━━━ EXCERPT TO READ

In more specific terms, the invention provides an apparatus for wellhead isolation which permits a high flow rate during a well treatment to stimulate production, comprising:
a mandrel adapted to be inserted down into the wellhead to an operative position, the mandrel having an inner surface defining a passage, an outer surface including an upper section of a first diameter, a lower _ g _ section of a second diameter smaller than the first diameter, a sealing shoulder between the upper and lower sections for supporting an elastomeric seal, the lower section extending past back pressure valve threads and tubing threads of a tubing hanger into an annulus of a tubing of the well which is supported by the tubing hanger and the elastomeric seal being in fluid tight sealing engagement with an annular step in the tubing hanger formed between lift threads and the back pressure valve threads when the mandrel is in the operative position;
a mechanical lockdown mechanism for detachably securing the mandrel to the wellhead when the mandrel is in the operative position;
a hydraulic cylinder for inserting the mandrel into and removing the mandrel from the wellhead; and at least two elongated hydraulic cylinder support rods fixed relative to the wellhead for supporting the hydraulic cylinder in vertical and axial alignment with the wellhead, the support rods and the cylinder being removable when the mandrel is locked in the operative position.
_ g _ The mechanical lockdown mechanism preferably includes a pair of complementary thread-engaging surfaces having respective axial lengths adequate to compensate for variations in length of a wellhead into which the mandrel is inserted to ensure the mandrel is locked in the operative position.
The advantage of the invention lies in that the elastomeric seal supported by the sealing shoulder of the mandrel is seated against an annular step of the tubing hanger which is located between the lift threads and the back pressure valve threads of a standard tubing hanger so that a special tubing hanger is not required to use the wellhead isolation tool. This reduces the cost of the wellhead equipment while enabling a high fluid flow rate during a well treatment to stimulate production of the well. A mandrel of the tool in accordance with the invention enables significantly higher flow rates during a well stimulation treatment. Furthermore, the elastomeric seal supported by the sealing shoulder of the mandrel in accordance with the invention provides a reliable fluid-tight seal.

━━━━━━
━━━ RECORDED INFORMATION

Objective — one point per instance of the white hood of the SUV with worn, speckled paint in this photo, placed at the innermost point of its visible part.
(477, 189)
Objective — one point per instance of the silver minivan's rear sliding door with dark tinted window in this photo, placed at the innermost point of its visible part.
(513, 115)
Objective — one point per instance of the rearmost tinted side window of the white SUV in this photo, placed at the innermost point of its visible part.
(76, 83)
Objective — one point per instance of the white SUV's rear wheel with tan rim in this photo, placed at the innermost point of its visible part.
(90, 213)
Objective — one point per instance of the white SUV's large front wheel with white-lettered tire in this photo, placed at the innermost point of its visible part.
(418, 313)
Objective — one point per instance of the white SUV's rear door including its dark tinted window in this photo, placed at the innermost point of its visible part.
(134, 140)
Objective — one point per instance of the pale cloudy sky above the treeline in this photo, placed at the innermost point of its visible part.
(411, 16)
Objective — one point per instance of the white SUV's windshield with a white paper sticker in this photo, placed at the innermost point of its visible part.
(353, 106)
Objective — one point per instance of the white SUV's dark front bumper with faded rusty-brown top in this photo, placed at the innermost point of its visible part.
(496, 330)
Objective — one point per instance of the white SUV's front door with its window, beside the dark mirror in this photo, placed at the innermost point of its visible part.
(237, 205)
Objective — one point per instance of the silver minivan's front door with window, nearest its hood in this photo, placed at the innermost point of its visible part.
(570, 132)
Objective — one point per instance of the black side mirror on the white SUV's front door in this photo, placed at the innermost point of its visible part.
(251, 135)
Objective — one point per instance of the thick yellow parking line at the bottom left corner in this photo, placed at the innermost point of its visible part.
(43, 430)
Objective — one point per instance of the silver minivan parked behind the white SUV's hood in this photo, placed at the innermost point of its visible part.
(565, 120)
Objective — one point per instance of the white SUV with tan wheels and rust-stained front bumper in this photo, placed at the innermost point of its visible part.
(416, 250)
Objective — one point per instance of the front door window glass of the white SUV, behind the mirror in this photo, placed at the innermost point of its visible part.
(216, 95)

━━━━━━
━━━ RECORDED INFORMATION

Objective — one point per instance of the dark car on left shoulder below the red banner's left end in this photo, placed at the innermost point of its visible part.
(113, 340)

━━━━━━

CHECK YOUR UNDERSTANDING>
1. From the wellhead isolation excerpt, list the components that the apparatus is said to comprise.
2. Please decide whether each statement agrees with the wellhead isolation excerpt, answering yes or no and quoting the deciding words: (a) The hydraulic cylinder support rods are fixed relative to the wellhead. (b) Using the tool requires a special tubing hanger. (c) The hydraulic cylinder must remain in place once the mandrel is locked in the operative position.

ANSWERS>
1.
- A mandrel
- A mechanical lockdown mechanism
- A hydraulic cylinder
- At least two elongated hydraulic cylinder support rods

2.
(a) Yes: "at least two elongated hydraulic cylinder support rods fixed relative to the wellhead"
(b) No: "a special tubing hanger is not required to use the wellhead isolation tool"
(c) No: "the support rods and the cylinder being removable when the mandrel is locked in the operative position"